▸ Lesetext:
===============

Veranstaltungsprogramm

Sitzung
AdH22: Digitale Diskurstransitionen und algorithmische Macht/Wissen-Regime. Analysen zur digitalen Umordnung der Diskurse
Zeit:
Mittwoch, 24.09.2025:
9:00 - 11:45

Chair der Sitzung: Reiner Keller, Universität Augsburg
Chair der Sitzung: Lilli Alexa Braunisch, TU Berlin
Chair der Sitzung: Miira Hill, Universität Bremen
Chair der Sitzung: Amira Malik, Universität Augsburg
Sitzungsthemen:
Meine Vortragssprache ist Deutsch.

Zusammenfassung der Sitzung

Alle Vorträge der Veranstaltung werden auf Deutsch gehalten.

===============

Erfasste Daten:
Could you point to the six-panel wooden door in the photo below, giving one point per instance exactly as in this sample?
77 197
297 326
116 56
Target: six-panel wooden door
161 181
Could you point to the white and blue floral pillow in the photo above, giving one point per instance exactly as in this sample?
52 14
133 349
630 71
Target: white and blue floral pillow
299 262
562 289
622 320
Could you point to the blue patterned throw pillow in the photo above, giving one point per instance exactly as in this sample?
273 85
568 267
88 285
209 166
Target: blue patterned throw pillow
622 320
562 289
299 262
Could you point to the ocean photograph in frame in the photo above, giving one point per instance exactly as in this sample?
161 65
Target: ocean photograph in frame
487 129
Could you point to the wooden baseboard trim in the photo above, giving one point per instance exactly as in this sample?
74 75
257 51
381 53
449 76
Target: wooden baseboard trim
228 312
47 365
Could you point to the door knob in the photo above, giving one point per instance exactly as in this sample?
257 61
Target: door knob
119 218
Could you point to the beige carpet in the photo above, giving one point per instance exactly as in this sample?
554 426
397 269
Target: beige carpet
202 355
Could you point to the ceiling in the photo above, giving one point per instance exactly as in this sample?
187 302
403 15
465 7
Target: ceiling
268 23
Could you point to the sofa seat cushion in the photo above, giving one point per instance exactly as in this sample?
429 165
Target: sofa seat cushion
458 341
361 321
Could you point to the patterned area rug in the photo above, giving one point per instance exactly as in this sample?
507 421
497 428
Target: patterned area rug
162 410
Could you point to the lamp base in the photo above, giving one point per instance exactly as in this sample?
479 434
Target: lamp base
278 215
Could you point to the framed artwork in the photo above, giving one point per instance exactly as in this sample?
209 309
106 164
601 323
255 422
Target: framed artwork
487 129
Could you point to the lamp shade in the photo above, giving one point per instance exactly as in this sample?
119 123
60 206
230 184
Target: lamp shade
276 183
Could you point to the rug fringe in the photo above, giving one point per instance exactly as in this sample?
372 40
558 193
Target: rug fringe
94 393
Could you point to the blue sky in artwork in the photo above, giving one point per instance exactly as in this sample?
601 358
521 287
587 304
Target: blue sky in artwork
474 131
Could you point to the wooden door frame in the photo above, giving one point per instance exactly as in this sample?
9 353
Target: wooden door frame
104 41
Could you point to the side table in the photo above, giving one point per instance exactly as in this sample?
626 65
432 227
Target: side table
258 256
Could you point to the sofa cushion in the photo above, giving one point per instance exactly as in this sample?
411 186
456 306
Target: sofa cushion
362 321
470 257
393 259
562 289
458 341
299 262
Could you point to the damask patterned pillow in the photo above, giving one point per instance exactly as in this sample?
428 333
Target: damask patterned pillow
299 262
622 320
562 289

===============

▸ Ziel der Übung:
Schreiben Sie den Abschnitt des Veranstaltungsprogramms von „Chair der Sitzung: Reiner“ bis einschließlich „auf Deutsch gehalten.“ erneut ab und tauschen Sie dabei „Chair der Sitzung“ gegen „Leitung der Sitzung“ aus.

▸ Lösung:
Leitung der Sitzung: Reiner Keller, Universität Augsburg
Leitung der Sitzung: Lilli Alexa Braunisch, TU Berlin
Leitung der Sitzung: Miira Hill, Universität Bremen
Leitung der Sitzung: Amira Malik, Universität Augsburg
Sitzungsthemen:
Meine Vortragssprache ist Deutsch.

Zusammenfassung der Sitzung

Alle Vorträge der Veranstaltung werden auf Deutsch gehalten.